Page start
# FBI Instructs High Schools to Inform On “Anti-government” Students



## RedLion (Sep 23, 2015)

Another big brotherish issue.

FBI Instructs High Schools to Inform On ?Anti-government? Students » Alex Jones' Infowars: There's a war on for your mind!


----------



## Kauboy (May 12, 2014)

It started out with trying to identify "violent extremists", those sympathetic to either foreign or domestic terrorist groups.
Ok, that seems reasonable.

Then, the article takes a turn, and attempts to tie this to the previously released document identifying "constitutionalists" and "sovereign citizens" as potential domestic terrorists.
That seems to be a bit of an overreach, and another example of Infowars trying to make an issue out of a non-issue.


----------



## RedLion (Sep 23, 2015)

Kauboy said:


> It started out with trying to identify "violent extremists", those sympathetic to either foreign or domestic terrorist groups.
> Ok, that seems reasonable.
> 
> Then, the article takes a turn, and attempts to tie this to the previously released document identifying "constitutionalists" and "sovereign citizens" as potential domestic terrorists.
> That seems to be a bit of an overreach, and another example of Infowars trying to make an issue out of a non-issue.
Page end
Supplied records start
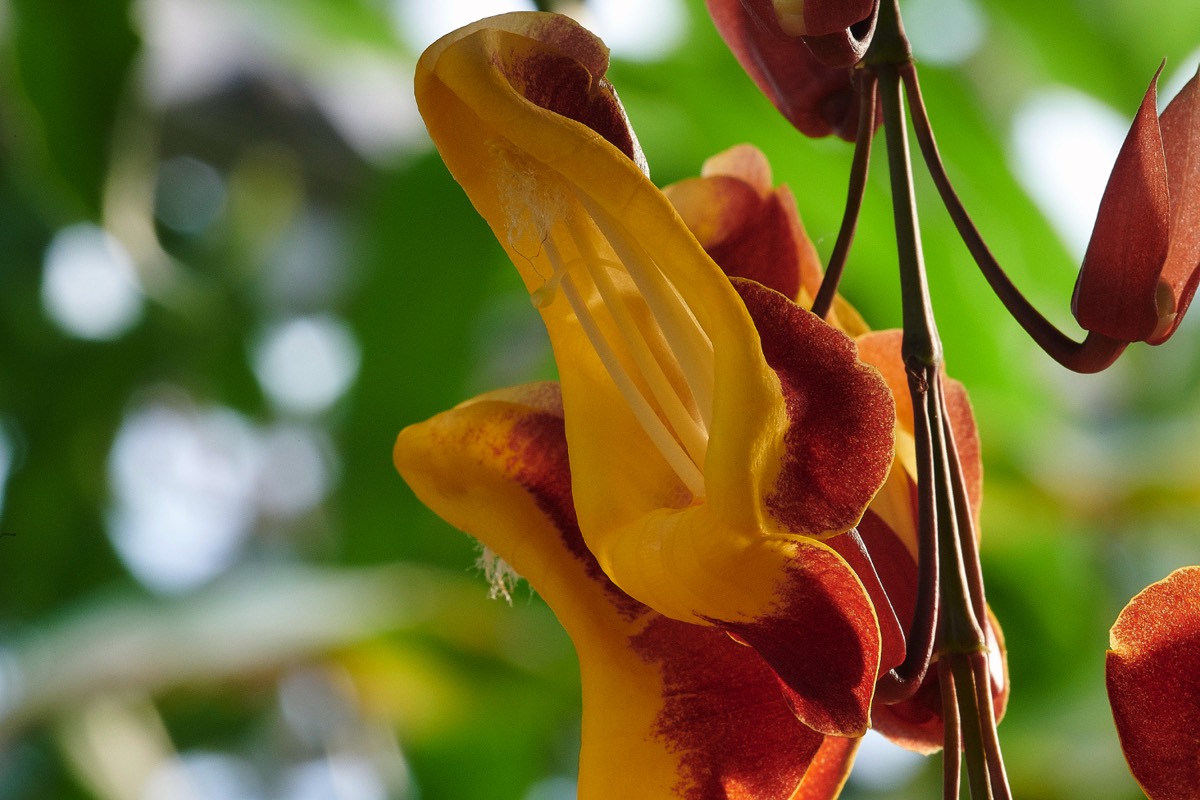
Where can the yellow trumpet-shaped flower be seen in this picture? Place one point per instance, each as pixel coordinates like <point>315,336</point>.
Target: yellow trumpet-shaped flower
<point>715,433</point>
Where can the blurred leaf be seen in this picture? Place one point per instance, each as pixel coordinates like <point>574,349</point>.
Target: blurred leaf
<point>72,60</point>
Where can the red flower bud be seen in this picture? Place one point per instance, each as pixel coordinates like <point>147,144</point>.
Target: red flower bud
<point>808,77</point>
<point>1143,263</point>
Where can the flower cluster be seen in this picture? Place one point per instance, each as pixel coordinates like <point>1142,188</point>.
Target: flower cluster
<point>759,524</point>
<point>718,497</point>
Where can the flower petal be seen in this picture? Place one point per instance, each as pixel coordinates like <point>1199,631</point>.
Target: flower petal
<point>837,405</point>
<point>817,100</point>
<point>659,355</point>
<point>1116,293</point>
<point>828,771</point>
<point>1152,672</point>
<point>670,709</point>
<point>750,229</point>
<point>1181,143</point>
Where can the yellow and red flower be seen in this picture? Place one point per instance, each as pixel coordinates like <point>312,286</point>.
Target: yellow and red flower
<point>1143,263</point>
<point>693,482</point>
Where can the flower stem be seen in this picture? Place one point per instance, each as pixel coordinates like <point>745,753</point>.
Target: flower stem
<point>858,169</point>
<point>947,539</point>
<point>1096,352</point>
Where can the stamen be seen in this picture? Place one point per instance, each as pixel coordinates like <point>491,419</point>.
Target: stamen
<point>685,337</point>
<point>660,435</point>
<point>681,411</point>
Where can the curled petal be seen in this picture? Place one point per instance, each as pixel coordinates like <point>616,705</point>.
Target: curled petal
<point>816,98</point>
<point>670,709</point>
<point>748,227</point>
<point>828,771</point>
<point>1181,143</point>
<point>754,230</point>
<point>1151,669</point>
<point>1117,292</point>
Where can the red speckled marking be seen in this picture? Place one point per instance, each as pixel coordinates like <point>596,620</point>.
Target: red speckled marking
<point>839,443</point>
<point>724,713</point>
<point>1153,679</point>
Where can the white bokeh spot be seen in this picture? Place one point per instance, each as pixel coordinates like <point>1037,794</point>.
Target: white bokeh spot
<point>1063,145</point>
<point>89,284</point>
<point>306,364</point>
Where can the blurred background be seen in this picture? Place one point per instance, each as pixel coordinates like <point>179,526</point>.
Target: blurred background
<point>233,268</point>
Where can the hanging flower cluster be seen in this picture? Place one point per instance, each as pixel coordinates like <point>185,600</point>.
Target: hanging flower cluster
<point>756,518</point>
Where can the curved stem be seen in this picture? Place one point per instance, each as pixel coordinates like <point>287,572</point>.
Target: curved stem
<point>858,170</point>
<point>988,714</point>
<point>979,776</point>
<point>947,548</point>
<point>1096,352</point>
<point>903,681</point>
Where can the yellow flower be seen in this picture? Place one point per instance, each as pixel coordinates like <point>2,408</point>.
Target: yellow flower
<point>711,437</point>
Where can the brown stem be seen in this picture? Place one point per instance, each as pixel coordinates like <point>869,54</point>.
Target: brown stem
<point>1096,352</point>
<point>857,188</point>
<point>903,681</point>
<point>982,674</point>
<point>952,737</point>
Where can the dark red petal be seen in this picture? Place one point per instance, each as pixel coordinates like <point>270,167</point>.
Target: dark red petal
<point>817,100</point>
<point>725,714</point>
<point>1153,687</point>
<point>1116,293</point>
<point>559,65</point>
<point>829,770</point>
<point>822,641</point>
<point>748,235</point>
<point>822,17</point>
<point>852,547</point>
<point>1181,143</point>
<point>839,444</point>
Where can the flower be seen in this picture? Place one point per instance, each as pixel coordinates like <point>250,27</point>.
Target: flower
<point>807,77</point>
<point>717,433</point>
<point>1143,264</point>
<point>1151,672</point>
<point>744,224</point>
<point>670,708</point>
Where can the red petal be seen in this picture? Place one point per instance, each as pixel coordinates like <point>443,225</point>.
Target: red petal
<point>1181,143</point>
<point>1152,672</point>
<point>837,407</point>
<point>817,100</point>
<point>725,714</point>
<point>828,771</point>
<point>558,65</point>
<point>749,229</point>
<point>669,707</point>
<point>822,17</point>
<point>1116,293</point>
<point>822,641</point>
<point>852,547</point>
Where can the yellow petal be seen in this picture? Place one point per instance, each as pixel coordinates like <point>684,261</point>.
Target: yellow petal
<point>670,709</point>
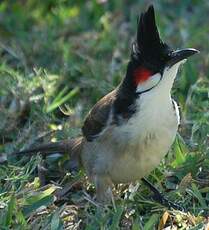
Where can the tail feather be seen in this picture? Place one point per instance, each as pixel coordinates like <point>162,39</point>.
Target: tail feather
<point>71,146</point>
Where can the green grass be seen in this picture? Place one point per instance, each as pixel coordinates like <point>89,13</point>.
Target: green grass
<point>57,59</point>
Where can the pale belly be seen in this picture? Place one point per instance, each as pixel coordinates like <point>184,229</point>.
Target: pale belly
<point>129,152</point>
<point>139,160</point>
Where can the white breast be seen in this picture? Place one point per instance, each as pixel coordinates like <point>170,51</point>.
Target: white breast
<point>145,139</point>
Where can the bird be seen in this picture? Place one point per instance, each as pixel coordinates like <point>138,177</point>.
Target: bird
<point>129,131</point>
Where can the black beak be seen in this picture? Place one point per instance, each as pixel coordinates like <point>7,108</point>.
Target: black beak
<point>180,55</point>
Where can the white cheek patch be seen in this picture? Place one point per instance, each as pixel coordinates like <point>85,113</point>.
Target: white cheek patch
<point>149,83</point>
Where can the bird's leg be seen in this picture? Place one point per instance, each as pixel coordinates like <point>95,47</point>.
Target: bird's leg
<point>104,189</point>
<point>159,197</point>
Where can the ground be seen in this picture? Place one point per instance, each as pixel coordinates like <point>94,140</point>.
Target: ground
<point>57,59</point>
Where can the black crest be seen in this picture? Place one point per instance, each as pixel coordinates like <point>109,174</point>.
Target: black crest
<point>149,49</point>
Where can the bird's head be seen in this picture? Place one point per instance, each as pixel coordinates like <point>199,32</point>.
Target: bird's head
<point>152,60</point>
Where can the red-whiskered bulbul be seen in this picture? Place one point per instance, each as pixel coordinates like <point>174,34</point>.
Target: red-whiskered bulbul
<point>128,132</point>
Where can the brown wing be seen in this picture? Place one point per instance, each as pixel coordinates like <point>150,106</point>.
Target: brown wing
<point>97,118</point>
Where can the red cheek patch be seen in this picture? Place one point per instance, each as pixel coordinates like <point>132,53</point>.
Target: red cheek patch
<point>141,75</point>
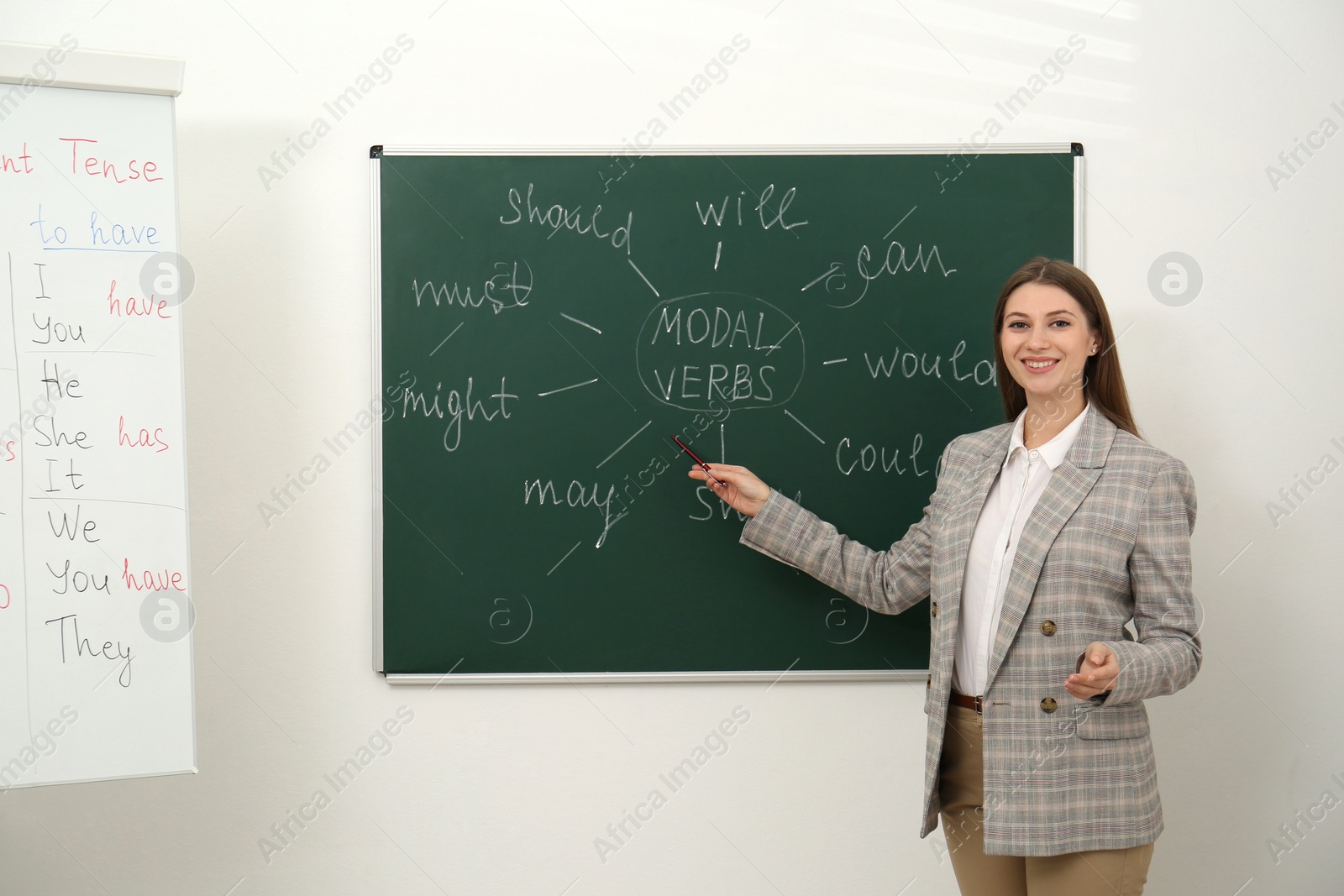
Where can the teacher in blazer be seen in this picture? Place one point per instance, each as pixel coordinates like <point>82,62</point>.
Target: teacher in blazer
<point>1043,537</point>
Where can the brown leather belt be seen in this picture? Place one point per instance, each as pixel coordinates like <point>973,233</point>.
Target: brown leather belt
<point>968,701</point>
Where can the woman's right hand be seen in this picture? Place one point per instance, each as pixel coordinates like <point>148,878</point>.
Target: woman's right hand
<point>743,492</point>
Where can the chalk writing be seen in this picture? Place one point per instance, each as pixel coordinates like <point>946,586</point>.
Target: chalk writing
<point>507,288</point>
<point>558,217</point>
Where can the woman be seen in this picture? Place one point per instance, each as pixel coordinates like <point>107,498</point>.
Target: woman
<point>1042,539</point>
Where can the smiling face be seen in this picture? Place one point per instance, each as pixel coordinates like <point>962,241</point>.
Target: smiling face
<point>1046,343</point>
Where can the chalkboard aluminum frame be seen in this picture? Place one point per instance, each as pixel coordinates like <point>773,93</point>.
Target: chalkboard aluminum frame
<point>375,156</point>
Supplied records end
§ **To do**:
1) Quote the forum thread on the FBI and high schools, starting with "# FBI Instructs" and going on through "for your mind!".
2) Print the records from their beginning through the line containing "<point>715,433</point>", omitting the pictures.
The records have nothing to do with the forum thread.

§ **Exercise responses**:
1)
# FBI Instructs High Schools to Inform On “Anti-government” Students



## RedLion (Sep 23, 2015)

Another big brotherish issue.

FBI Instructs High Schools to Inform On ?Anti-government? Students » Alex Jones' Infowars: There's a war on for your mind!

2)
Where can the yellow trumpet-shaped flower be seen in this picture? Place one point per instance, each as pixel coordinates like <point>315,336</point>.
Target: yellow trumpet-shaped flower
<point>715,433</point>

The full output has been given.